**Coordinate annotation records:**
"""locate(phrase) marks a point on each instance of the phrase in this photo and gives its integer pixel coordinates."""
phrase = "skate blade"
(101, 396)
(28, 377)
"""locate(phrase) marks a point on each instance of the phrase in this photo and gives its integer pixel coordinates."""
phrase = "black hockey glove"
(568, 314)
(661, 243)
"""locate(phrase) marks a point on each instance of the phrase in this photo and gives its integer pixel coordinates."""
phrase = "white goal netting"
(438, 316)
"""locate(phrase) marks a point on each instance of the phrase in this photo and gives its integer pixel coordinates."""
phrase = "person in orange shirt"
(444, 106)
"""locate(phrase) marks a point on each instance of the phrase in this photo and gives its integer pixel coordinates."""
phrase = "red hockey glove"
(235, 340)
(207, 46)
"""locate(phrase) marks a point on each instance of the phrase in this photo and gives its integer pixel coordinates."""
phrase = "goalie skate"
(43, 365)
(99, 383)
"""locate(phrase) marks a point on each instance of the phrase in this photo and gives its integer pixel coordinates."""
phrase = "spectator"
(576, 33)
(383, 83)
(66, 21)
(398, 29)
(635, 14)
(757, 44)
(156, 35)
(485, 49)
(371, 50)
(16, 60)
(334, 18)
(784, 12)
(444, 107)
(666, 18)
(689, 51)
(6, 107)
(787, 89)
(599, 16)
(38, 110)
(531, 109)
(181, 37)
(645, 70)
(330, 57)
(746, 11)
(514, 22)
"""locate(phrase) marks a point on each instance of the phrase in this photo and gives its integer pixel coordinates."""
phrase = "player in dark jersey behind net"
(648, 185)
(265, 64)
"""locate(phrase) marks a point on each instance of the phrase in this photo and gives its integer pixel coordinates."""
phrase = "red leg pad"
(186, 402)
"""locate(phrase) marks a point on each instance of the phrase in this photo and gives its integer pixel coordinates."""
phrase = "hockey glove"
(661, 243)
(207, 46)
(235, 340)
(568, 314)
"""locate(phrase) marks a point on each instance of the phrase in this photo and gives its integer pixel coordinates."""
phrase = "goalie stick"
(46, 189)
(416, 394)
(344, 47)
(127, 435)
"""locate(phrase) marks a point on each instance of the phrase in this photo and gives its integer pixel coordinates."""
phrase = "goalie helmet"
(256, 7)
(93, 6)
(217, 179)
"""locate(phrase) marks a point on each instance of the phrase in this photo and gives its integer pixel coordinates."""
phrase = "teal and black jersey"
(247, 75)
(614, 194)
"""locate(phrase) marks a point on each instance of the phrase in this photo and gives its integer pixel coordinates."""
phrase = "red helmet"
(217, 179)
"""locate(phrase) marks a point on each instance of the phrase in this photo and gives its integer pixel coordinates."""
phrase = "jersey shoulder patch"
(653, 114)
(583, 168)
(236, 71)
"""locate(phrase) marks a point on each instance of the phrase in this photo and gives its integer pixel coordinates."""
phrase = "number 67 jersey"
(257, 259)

**STATED TASK:** Retype every entry above, word for word.

**TASK RESULT:**
"""locate(phrase) marks a point on each instance of the phrase in this photo and gives its integer pixel coordinates."""
phrase = "skate blade"
(101, 396)
(28, 377)
"""locate(phrase) marks a point on each instance of the phrase in this photo and gives its integer pixel coordinates."""
phrase = "black hockey glove"
(568, 314)
(661, 243)
"""locate(phrase) marks a point on each instance of the phrase in this photo and gives its integer pixel coordinates."""
phrase = "white goal netting"
(438, 316)
"""locate(phrase) marks a point on each instance of the phrase in this photo and gives its integer pixel coordinates."""
phrase = "person in orange shirt"
(444, 106)
"""locate(phrase) marks a point on each instance of the phrase in this photo and gives its integer pixel coordinates."""
phrase = "red hockey glove"
(235, 340)
(207, 46)
"""locate(phrase) marks a point on each instance of the phrase in this photo and gives its integer pixel coordinates."""
phrase = "goalie skate"
(43, 365)
(99, 383)
"""locate(phrase) marks a point on each instance of the phrase in this photo and gives its integer pixel coordinates."""
phrase = "spectator"
(576, 33)
(383, 83)
(66, 21)
(398, 29)
(635, 14)
(757, 44)
(156, 35)
(485, 49)
(371, 50)
(16, 60)
(334, 18)
(784, 12)
(444, 107)
(666, 18)
(689, 51)
(6, 107)
(787, 89)
(599, 16)
(38, 110)
(531, 109)
(181, 37)
(645, 70)
(330, 57)
(746, 11)
(514, 22)
"""locate(phrase) marks a point on each instance of the phrase in this photo and gives its integer pixel coordinates."""
phrase = "player in dark jersey behind net"
(648, 185)
(265, 64)
"""locate(phrase) marks a point on each instance of the phrase in this photo and gives its integer pixel coordinates."""
phrase = "red leg pad"
(186, 402)
"""locate(phrase) marks a point on each instance of the phrase in this photo and gives its integer pixel coordinates."""
phrase = "hockey glove"
(661, 243)
(207, 46)
(235, 340)
(568, 314)
"""locate(phrase) marks a point on each instance of the phrase in this photo and gives its integer pixel coordinates."""
phrase = "goalie stick"
(46, 189)
(416, 394)
(344, 47)
(127, 435)
"""locate(phrase) marks a point on each instance of the phrase in this photo and gives its integer pixel coordinates."""
phrase = "goalie helmet"
(256, 7)
(93, 6)
(217, 179)
"""locate(phrase) marks a point on each instance of the phrase in this photo and gives its integer pixel coordinates."""
phrase = "teal and black jersey"
(247, 75)
(614, 194)
"""locate(phrase) marks a point on each instance of the phrase in this photo and gives its integer pixel coordinates."""
phrase = "red helmet"
(217, 179)
"""locate(phrase) marks a point on each instance of the phrase in this photo and gives its integer pixel coordinates."""
phrase = "jersey shoulder patch"
(653, 114)
(583, 168)
(236, 71)
"""locate(phrase) marks a point on each instance of the phrase in this photo and gives its integer pixel coordinates."""
phrase = "number 67 jersey"
(257, 259)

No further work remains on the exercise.